*Requirement*: Rewrite the entries starting at the line that contains "Place one point per instance of the red" and ending at the last line of the entries, changing "shadow" to "silhouette" and leaving everything else untouched.

● ● ●

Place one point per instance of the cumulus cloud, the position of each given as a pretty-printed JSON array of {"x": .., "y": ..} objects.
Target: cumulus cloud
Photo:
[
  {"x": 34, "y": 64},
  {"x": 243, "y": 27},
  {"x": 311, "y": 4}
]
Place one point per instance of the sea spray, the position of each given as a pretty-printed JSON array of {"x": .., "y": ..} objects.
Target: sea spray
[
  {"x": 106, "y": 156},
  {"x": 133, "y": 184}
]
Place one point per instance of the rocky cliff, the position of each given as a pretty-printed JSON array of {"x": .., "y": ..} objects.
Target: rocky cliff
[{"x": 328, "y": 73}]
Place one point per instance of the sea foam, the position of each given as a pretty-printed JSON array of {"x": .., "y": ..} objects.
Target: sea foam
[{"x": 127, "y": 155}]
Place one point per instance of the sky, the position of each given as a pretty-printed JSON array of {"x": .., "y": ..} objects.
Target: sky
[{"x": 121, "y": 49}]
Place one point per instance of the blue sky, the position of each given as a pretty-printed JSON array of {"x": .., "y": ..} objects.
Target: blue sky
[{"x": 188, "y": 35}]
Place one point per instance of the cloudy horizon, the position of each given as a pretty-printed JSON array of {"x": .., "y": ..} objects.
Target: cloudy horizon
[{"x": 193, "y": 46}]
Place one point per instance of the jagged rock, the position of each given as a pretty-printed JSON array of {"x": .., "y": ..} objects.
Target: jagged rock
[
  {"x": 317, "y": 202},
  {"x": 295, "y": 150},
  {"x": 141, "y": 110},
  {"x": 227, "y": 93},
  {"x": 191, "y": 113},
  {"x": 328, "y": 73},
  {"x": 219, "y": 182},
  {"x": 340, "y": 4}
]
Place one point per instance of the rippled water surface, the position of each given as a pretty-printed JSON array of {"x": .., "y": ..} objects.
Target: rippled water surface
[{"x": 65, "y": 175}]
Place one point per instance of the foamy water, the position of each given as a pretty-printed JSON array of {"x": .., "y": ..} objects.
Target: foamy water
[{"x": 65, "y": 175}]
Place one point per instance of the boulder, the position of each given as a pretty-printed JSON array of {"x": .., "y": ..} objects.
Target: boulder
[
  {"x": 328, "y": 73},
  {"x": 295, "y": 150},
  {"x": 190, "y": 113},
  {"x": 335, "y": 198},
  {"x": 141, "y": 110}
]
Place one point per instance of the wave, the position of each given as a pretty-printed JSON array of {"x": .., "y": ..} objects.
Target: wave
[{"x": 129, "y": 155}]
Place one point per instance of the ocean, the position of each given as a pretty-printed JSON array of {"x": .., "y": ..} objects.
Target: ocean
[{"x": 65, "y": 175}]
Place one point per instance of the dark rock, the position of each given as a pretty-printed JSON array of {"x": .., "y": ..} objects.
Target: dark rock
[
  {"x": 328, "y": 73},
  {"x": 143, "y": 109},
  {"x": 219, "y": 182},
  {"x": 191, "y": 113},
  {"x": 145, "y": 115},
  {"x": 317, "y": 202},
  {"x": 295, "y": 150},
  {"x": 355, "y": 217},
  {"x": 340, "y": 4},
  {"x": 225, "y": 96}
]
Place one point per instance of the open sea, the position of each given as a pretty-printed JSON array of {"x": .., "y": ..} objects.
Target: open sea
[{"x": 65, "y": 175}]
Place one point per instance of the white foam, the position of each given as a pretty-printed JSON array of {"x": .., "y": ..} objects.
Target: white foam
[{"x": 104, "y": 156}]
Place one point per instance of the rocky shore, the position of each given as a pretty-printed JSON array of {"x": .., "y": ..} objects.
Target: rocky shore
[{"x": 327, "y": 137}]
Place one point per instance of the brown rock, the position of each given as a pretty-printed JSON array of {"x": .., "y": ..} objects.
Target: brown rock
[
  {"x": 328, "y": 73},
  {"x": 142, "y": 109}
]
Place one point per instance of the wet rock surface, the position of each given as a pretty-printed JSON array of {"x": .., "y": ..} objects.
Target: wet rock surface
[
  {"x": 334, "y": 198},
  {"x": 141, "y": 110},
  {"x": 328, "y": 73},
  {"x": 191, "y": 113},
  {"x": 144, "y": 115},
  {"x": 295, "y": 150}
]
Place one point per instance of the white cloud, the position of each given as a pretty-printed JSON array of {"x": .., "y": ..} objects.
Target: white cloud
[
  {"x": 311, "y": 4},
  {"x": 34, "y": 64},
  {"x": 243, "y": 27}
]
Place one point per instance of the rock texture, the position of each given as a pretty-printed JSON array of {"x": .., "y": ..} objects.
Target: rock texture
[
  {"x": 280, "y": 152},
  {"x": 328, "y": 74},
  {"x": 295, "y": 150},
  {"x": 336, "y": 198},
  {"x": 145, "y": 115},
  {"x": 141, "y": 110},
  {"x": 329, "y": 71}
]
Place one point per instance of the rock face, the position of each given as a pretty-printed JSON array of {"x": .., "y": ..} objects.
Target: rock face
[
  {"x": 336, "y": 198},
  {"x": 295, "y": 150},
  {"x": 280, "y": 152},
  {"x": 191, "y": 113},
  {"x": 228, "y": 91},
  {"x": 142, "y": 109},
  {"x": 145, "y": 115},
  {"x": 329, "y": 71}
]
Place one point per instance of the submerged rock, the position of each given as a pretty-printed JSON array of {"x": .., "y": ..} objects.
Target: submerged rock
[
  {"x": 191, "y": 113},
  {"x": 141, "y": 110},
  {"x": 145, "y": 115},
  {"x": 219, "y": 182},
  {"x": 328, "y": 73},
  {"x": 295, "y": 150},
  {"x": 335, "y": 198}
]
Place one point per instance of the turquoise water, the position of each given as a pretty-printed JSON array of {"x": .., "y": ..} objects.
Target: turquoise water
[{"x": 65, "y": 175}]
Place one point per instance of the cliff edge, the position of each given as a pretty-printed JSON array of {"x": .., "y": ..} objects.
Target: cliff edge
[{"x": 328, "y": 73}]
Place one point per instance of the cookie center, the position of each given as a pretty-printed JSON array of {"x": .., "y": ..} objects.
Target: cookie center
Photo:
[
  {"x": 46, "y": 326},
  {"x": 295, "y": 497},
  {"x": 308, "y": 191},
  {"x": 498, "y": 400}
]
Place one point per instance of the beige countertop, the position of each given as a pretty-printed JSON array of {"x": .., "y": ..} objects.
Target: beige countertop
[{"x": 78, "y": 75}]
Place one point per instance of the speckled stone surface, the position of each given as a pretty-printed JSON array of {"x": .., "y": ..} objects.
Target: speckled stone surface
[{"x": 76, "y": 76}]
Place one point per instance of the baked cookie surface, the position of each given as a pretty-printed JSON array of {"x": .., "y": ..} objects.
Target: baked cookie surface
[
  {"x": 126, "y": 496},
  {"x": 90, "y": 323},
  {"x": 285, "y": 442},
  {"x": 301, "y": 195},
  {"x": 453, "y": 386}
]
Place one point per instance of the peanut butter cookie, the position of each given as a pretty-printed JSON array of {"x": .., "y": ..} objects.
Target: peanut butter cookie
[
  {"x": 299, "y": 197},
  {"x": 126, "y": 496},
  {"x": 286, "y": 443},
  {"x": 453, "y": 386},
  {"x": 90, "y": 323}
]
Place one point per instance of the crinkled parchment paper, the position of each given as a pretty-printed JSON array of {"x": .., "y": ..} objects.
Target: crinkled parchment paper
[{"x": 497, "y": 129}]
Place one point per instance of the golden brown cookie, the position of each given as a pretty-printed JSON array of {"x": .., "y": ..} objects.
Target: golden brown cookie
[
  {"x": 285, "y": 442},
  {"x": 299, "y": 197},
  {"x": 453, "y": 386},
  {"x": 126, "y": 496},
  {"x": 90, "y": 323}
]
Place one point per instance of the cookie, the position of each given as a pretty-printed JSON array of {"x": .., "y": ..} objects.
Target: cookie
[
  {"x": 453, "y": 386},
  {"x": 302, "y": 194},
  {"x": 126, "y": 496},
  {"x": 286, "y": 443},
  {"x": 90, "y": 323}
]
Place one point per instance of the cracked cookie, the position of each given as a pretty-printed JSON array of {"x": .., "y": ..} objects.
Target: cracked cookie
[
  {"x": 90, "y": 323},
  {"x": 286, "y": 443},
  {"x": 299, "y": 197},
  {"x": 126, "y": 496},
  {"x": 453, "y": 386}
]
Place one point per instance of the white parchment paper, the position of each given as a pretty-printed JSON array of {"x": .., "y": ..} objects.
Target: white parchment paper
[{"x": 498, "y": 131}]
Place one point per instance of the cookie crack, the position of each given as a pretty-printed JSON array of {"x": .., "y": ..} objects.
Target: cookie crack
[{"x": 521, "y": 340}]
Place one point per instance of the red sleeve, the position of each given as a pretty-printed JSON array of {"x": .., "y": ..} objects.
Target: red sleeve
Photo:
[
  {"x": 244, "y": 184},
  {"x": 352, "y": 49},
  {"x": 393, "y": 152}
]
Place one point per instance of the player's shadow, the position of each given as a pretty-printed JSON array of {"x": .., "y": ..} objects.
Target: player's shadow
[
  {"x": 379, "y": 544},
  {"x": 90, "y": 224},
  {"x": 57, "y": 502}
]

● ● ●

*Exercise output*:
Place one point per instance of the red sleeve, the position of each given as a pretty-printed JSON array of {"x": .., "y": ..} objects.
Target: red sleeve
Photo:
[
  {"x": 244, "y": 184},
  {"x": 352, "y": 49},
  {"x": 393, "y": 152}
]
Place one point per instance of the player's silhouette, the position of each given as a pretty-printed JSON array of {"x": .., "y": ..} objects.
Target: player's silhouette
[
  {"x": 379, "y": 544},
  {"x": 90, "y": 224},
  {"x": 57, "y": 502}
]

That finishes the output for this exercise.